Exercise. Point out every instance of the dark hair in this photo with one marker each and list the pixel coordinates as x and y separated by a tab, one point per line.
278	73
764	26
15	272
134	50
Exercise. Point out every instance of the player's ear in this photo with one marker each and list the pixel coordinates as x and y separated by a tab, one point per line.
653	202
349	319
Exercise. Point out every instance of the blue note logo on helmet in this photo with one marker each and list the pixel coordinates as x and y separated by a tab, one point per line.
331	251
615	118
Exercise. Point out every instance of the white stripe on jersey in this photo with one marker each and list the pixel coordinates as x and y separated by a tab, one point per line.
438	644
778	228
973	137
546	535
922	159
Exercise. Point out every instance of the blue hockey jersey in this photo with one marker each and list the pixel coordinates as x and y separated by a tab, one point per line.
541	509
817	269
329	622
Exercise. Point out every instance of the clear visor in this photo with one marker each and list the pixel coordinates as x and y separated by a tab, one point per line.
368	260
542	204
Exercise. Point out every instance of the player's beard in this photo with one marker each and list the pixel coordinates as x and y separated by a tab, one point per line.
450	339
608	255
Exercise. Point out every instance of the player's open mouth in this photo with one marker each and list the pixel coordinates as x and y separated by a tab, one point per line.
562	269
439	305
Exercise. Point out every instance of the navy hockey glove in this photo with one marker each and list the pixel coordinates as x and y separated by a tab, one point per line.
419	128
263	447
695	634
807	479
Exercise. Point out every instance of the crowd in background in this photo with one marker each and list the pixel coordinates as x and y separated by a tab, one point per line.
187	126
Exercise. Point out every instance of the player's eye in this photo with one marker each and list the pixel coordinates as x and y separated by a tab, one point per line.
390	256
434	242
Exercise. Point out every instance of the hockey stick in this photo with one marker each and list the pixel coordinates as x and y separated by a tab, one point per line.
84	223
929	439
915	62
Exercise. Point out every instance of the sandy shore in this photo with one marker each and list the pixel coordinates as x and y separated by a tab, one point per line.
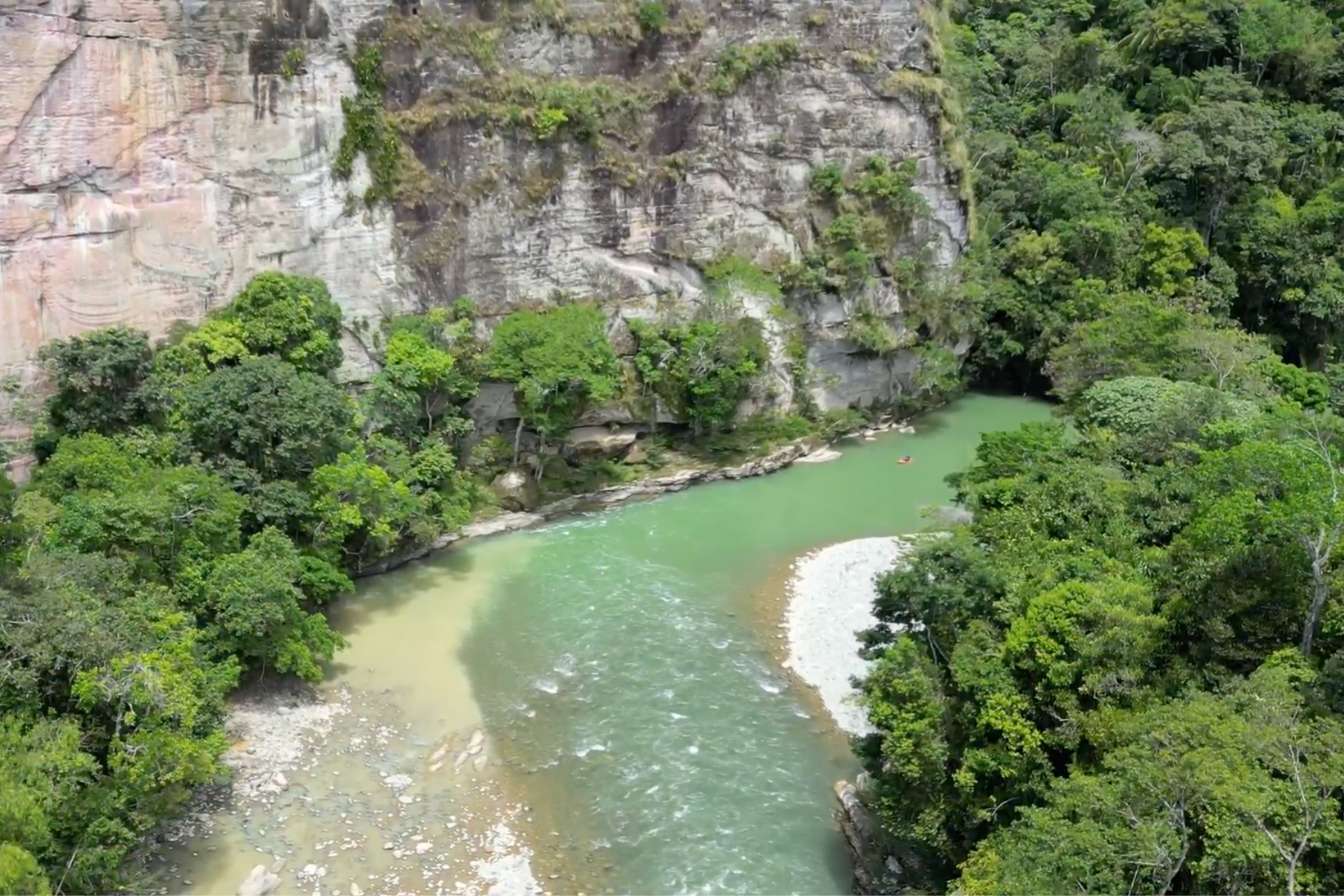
829	599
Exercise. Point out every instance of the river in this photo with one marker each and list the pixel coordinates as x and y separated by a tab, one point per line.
636	730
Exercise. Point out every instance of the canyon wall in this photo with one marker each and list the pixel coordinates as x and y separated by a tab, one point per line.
153	156
155	153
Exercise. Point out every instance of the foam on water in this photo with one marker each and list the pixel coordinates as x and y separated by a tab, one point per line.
712	775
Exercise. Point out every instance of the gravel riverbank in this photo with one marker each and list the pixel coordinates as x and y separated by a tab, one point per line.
829	599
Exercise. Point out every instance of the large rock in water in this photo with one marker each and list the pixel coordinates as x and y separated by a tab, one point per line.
258	883
156	153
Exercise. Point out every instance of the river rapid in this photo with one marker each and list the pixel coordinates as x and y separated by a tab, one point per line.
596	705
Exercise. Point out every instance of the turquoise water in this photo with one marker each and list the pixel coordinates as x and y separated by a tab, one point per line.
621	672
622	666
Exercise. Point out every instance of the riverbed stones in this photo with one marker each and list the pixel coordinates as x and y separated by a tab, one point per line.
258	883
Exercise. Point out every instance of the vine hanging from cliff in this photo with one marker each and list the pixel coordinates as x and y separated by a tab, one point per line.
368	132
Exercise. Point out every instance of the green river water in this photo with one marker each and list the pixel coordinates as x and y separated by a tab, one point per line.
624	668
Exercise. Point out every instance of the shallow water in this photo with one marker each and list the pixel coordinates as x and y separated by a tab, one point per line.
628	688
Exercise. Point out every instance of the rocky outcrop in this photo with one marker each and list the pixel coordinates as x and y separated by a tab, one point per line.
515	490
669	179
156	153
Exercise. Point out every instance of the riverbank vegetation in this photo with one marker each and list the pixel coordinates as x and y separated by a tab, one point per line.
199	501
1125	673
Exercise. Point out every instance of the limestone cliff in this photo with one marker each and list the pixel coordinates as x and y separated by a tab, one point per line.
153	156
155	153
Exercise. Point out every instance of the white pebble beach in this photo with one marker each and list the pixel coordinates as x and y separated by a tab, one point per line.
829	601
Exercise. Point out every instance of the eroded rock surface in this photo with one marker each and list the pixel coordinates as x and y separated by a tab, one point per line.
156	153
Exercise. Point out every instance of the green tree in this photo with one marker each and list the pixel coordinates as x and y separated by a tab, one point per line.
702	370
559	360
96	497
269	417
256	609
100	382
422	384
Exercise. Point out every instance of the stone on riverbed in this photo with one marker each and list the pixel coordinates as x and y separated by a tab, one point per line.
258	883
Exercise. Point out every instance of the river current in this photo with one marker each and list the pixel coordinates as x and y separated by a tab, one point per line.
622	672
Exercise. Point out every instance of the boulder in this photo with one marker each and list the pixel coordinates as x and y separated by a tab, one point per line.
515	489
636	454
258	883
600	441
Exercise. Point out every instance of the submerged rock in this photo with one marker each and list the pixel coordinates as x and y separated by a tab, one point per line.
258	883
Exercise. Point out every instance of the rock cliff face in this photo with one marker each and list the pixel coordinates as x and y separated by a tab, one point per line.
153	156
155	153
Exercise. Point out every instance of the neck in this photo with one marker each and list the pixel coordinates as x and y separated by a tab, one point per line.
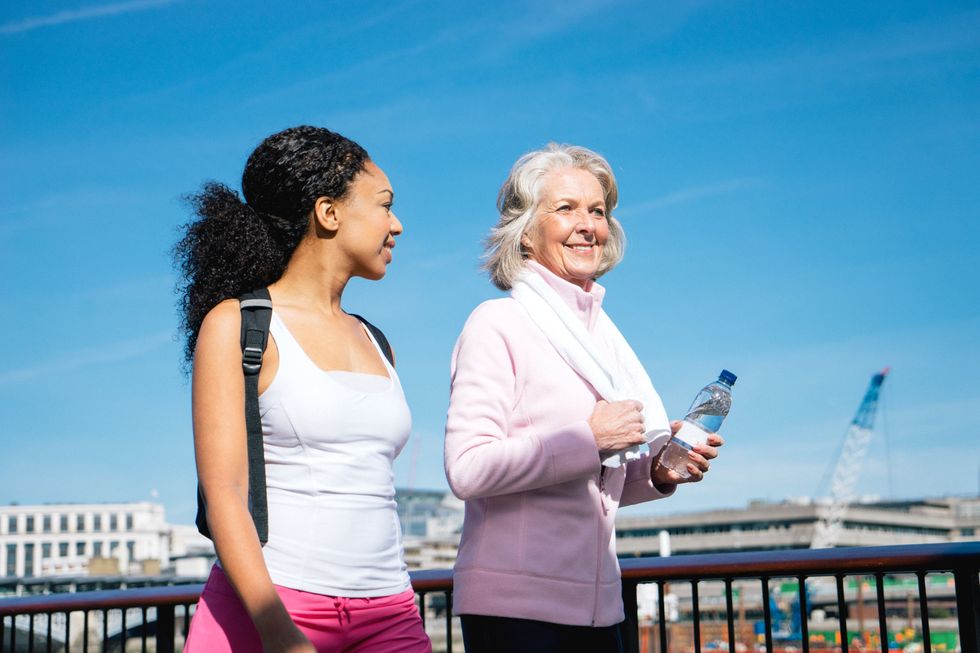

● **What the task asks**: Repeat all of the entries above exactly. Keep pictures out of it.

● **Written reply**:
Exercise. Point out every instance of the dark hair in this photo with one marker each and list the pixel coordinates as x and y separated by a tab, one point per line.
278	73
764	26
15	272
134	50
Exercise. Point out every instance of the player's ear in this photo with one marker each and list the pixel coordinates as x and y separated by a tab, one point per line.
653	202
349	319
Exercise. Point out every instance of the blue note logo on helmet in this photo with one marker each and list the pixel coordinates as x and y separated by a tab, one point per line.
331	251
615	118
Exercise. Point out every instance of the white stripe on jersey in this photo with one marker each and list the pixel coordinates as x and y separated by a tab, one point per line.
438	644
778	228
973	137
546	535
922	159
Exercise. Point out every instance of the blue hockey jersey in this photo with one marker each and list the pixel coordinates as x and y separated by a tab, one point per line.
541	509
817	269
329	622
Exercise. Point out every instance of the clear visor in this photo with one marker each and list the pixel coordinates as x and y separated by a tab, one point per line.
368	260
542	204
Exercise. Point out every instance of the player's beard in this photo with one marker each and list the pixel coordinates as x and y separated by a tab, one point per line.
450	339
608	255
Exercise. Point out every instance of the player's open mouth in this photo with one marker each and list the pixel coordinates as x and y separated by a tab, one point per line.
562	269
439	305
Exercise. Point out every instance of the navy hockey glove in this photo with one marker each and list the pixel coordinates as x and y separated by a tab, one point per line.
419	128
263	447
695	634
807	479
Exercise. Point out every instance of the crowd in background in this photo with one marker each and list the pixel coordinates as x and y separated by a tab, one point per line.
187	126
Exercise. Point out every instance of the player's eye in this photo with one marker each and list the pixel coordinates as x and y separated by a tab, one point per line.
390	256
434	242
Exercise. Point out every instance of the hockey stick in this photo with one marker each and list the pixel coordinates as x and y separated by a tab, one point per line.
84	223
929	439
915	62
Exercise. Point out every instance of the sandy shore in this photo with one marker each and list the pixel coordinates as x and y separated by a tab, one point per line.
829	599
Exercise. Point out every instance of the river in this photo with one marker each and list the pixel coordinates as x and y separated by a tab, one point per line.
636	730
Exercise. Point out every instance of the canyon wall in this photo with one marker each and list the pixel coordinates as x and y separated by a tab, one point per line.
153	156
155	153
Exercise. Point out every instance of the foam on water in this photo with one marker each and list the pixel coordinates as x and y separated by a tab, one point per line.
712	775
Exercise. Point out every instance of the gravel riverbank in this photo with one marker each and list the pixel coordinates as x and y separated by a tab, one point per line.
829	599
Exercise. Point out every instance of the large rock in water in this photo with one marker each and list the pixel coordinates as x and y separated by a tab, one point per line.
258	883
156	153
Exercise. Point out every instance of the river rapid in this photo with one marker each and list the pixel coordinates as x and y separated by a tab, one point per line.
596	705
Exercise. Point out every instance of the turquoise water in this photo with one marker each and list the pixel coordinates as x and y separated by a tab, one point per line.
621	672
622	666
Exercise. Point out every instance of the riverbed stones in this photo with one marker each and list the pixel coordinates as x and y separated by a tab, one point per line.
258	883
Exercise. Point out every instance of the vine hanging from cliff in this photo with one marker each and list the pixel coordinates as x and y separated by a tab, one point per line.
368	132
Exercise. Point out every instance of the green river water in this photo with one marker each and list the pixel coordinates as x and y separated by a tab, one point per line.
624	668
Exercise. Point out every instance of the shallow water in this photo with one marker each and list the pixel coordinates as x and y separated by a tab, one point per line.
628	688
Exercise. Point out every instance of the rocky outcrop in this photo with one marker each and list the pixel coordinates as x and y separated by a tab, one point per line.
515	490
669	179
156	153
Exercise. Point out every instance of the riverbank vegetation in this photo with one marker each and list the pixel coordinates as x and y separated by a tab, one point per line.
199	501
1125	673
Exercise. Point out every instance of the limestone cliff in this photo with one marker each and list the pixel coordinates as x and y separated by a tab, one point per line.
153	156
155	153
Exercise. Point out every instance of the white pebble beach in this photo with one marker each and list the pixel coordinates as x and y separated by a tab, one point per line.
829	601
Exercise. Point out every instance of the eroded rock surface in this photo with one marker each and list the pixel coordinates as x and y separated by a tab, one point per line.
156	153
Exercise. Point out every instance of the green tree in this photo with one marker each and list the pixel coordinates as x and y separated by a tab, one point per line.
702	370
559	360
96	497
269	417
256	609
100	382
422	384
Exercise. Point out every instance of the stone on riverbed in this photo with one marker each and list the pixel coordinates as x and y separated by a tab, one point per line.
258	883
Exercise. Point out every instance of the river current in this photo with one marker each and list the pixel coordinates as x and y separated by a tab, one point per line.
622	672
Exercise. Point out every instance of the boulder in this photo with one marker each and list the pixel coordinates as x and y separated by a tab, one point per line.
515	489
636	454
258	883
600	441
Exercise. Point out every instance of the submerged rock in this photo with one marker each and list the pixel coordinates as x and y separated by a tab, one point per line.
258	883
Exercise. Point out every instance of the rock cliff face in this photo with one marker each and list the pixel coordinates as x and y separated by a tab, one point per line.
153	156
155	153
Exercise. Point out every instance of the neck in this photo with one marker each and list the pixel coordinates as x and y separated by a tab, one point per line.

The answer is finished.